[START OF GIVEN RECORDS]

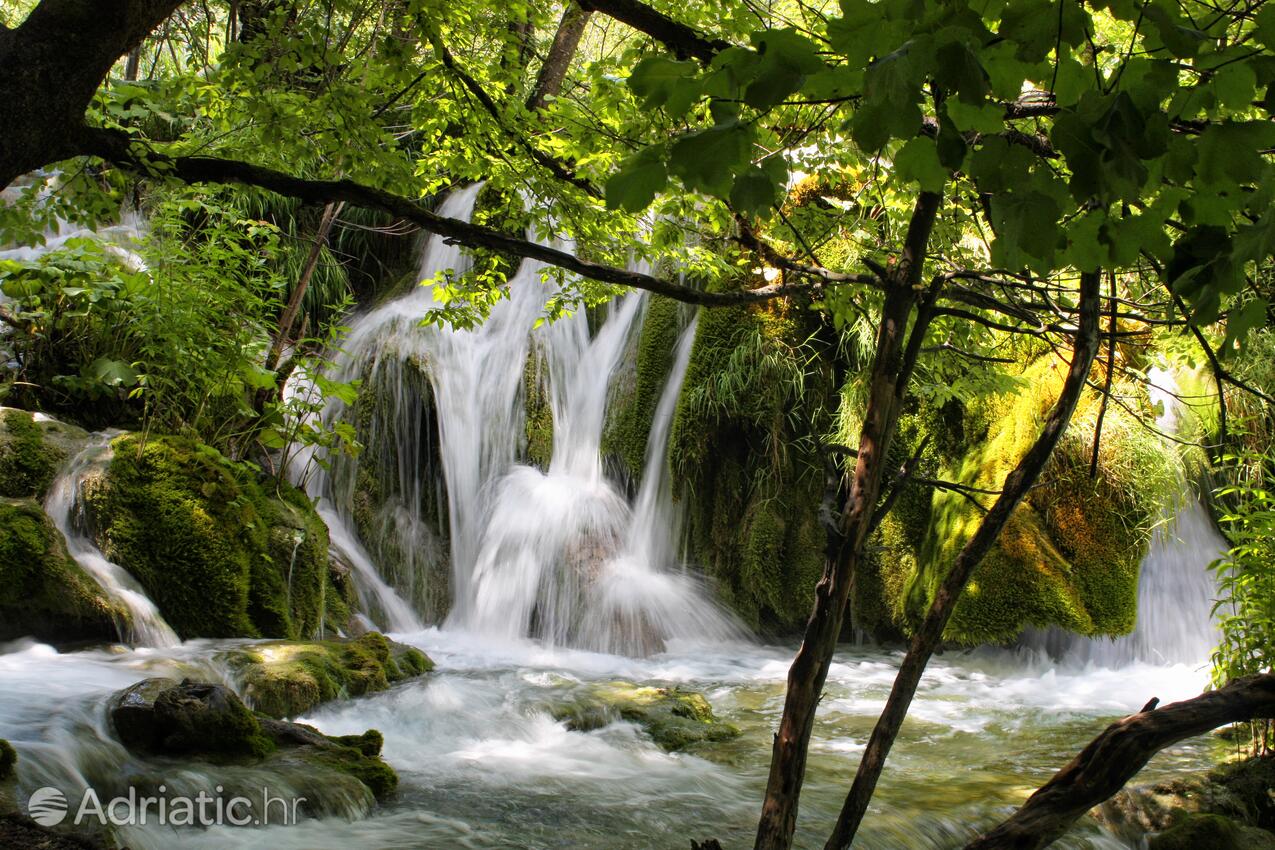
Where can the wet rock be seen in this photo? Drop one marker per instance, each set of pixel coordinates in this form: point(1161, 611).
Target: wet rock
point(165, 719)
point(43, 593)
point(673, 718)
point(1210, 832)
point(286, 679)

[END OF GIVEN RECORDS]

**AIM**
Can you rewrite the entries above with "wet rock" swapped for "mossy stone" everywhere it occurs and everything else left unchanged? Leave the pictures out.

**FULL ANSWER**
Where can the mossy stone be seen in this photo? Drop one marker per instance, each set of pixel coordinates in this form: point(1161, 611).
Target: mossy stone
point(165, 719)
point(43, 593)
point(673, 718)
point(1210, 832)
point(286, 679)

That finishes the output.